**Texto:**
──────────────────────────────

Autores tan disímiles como Pablo Corro y Ascanio Cavallo, coinciden en que el cine de Silvio Caiozzi tiende a ser un cine de interiores, de oscuras y húmedas casas antiguas que ocultan monstruosidades bajo la superficie de situaciones familiares, algo que es transversal también a la literatura de José Donoso (El obsceno pájaro de la noche, Coronación, etc.).

La historia ocurre en Valparaíso, pero en vez de la postal turística lo que ofrece el film es una historia de encierro, laberíntica y oscura. Esto es algo que se transmite en la imagen, pero también en los diálogos de dn. Arnaldo que señala que se siente ahogado, que su casa es como una cárcel. La verdad es que a la larga el verdadero ahogado es su hijo, “el gordo”. “La luna en el espejo” es una película que retrata cómo la figura autoritaria del padre, un marino de derecha, absorbe por completo la vida del hijo, obligado a cuidarlo día y noche en una casa sin vista al mar, y llena de espejos a través de los cuales es sistemáticamente vigilado por el padre. Este sistema de autoritarismo y vigilancia es el que se presta dócilmente a una extrapolación política: los personajes están sujetos a este encierro y la mirada omnipresente y castradora del padre funciona como una censura global para ellos. Sin embargo su autoridad es simbólica, lingüística, sistémica, en contraste con su estado fáctico de postración y decadencia.

Hay una oscuridad constante en el film, síntoma de la densidad en la que se mueven las relaciones de estos personaje. Esta oscuridad es elaborada con una fotografía y montaje realmente sofisticados. Es este nivel visual el que evidencia el gran tamaño de la producción de la película, y de una destreza (perfeccionismo) técnica que se emparenta con la publicidad.

En este espacio clausurado las metáforas tienden a reforzar la significación del conflicto psicoanalítica del film: el sonido de una mosca encerrada en la ventana, el ritual de la comida, de la cosmética (la cera depilatoria, la tintura de pelo), la luna en el espejo que los personajes miran y que detona un elemento místico que subraya aún más el patetismo de la realidad de la historia. Hay durante toda la película, además, una pulsión de libido que agrega una tensión irresuelta en el conflicto. Libido evidente entre el “gordo” y la vecina, y libido oculta en la mirada compulsiva de dn. Arnaldo, sin mencionar el exceso de intimidad forzada al ocurrir todo en torno a la cama del viejo.

──────────────────────────────

**Extractos del conjunto:**
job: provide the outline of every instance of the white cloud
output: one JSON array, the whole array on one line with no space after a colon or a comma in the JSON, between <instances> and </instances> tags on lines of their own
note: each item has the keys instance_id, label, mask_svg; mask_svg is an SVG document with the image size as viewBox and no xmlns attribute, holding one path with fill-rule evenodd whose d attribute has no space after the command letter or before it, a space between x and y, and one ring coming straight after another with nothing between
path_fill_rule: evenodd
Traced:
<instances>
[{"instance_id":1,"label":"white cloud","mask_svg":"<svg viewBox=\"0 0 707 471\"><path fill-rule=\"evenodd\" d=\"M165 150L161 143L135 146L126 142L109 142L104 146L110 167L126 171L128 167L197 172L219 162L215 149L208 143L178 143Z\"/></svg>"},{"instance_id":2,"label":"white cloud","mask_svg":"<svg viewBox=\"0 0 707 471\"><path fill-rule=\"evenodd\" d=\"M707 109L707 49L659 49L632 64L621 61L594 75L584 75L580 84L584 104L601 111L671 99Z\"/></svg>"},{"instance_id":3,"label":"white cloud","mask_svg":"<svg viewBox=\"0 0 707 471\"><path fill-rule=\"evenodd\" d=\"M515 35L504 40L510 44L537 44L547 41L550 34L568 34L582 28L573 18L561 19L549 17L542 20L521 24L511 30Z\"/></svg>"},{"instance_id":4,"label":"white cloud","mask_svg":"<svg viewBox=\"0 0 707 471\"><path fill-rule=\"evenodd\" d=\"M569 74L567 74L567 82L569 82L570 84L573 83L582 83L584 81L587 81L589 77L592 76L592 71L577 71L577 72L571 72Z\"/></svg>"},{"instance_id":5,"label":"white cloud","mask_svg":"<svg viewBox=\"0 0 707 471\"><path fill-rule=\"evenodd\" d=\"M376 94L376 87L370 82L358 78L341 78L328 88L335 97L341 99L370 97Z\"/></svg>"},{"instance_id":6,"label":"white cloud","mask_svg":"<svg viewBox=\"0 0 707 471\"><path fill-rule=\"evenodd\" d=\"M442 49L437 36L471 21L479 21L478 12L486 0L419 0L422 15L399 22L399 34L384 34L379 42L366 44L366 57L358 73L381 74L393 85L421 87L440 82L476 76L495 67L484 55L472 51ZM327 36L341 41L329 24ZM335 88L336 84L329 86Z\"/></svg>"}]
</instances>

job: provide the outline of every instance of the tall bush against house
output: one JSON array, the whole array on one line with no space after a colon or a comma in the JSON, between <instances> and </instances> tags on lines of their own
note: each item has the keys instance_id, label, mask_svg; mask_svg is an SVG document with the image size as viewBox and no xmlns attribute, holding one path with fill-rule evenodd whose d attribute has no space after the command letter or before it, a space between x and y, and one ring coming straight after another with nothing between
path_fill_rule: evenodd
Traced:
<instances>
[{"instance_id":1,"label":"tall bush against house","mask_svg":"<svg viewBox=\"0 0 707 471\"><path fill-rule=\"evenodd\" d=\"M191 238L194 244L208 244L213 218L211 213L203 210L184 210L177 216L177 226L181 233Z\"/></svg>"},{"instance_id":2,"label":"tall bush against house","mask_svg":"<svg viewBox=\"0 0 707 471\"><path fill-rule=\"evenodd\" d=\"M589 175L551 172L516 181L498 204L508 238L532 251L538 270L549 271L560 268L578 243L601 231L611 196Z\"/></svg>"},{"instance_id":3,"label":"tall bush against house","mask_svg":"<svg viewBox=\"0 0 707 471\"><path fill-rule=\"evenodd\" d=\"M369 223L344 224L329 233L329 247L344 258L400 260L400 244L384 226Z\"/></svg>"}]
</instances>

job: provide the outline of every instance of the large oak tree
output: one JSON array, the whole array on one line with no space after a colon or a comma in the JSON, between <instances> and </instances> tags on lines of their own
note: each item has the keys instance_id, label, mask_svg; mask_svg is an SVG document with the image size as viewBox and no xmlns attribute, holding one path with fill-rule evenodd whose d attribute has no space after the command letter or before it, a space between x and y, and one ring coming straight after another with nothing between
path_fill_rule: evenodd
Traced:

──────────────────────────────

**Consigna:**
Enumere todas las personas reales que el texto sobre la película nombra, excluyendo a los personajes de la historia.

**Su respuesta:**
- Pablo Corro
- Ascanio Cavallo
- Silvio Caiozzi
- José Donoso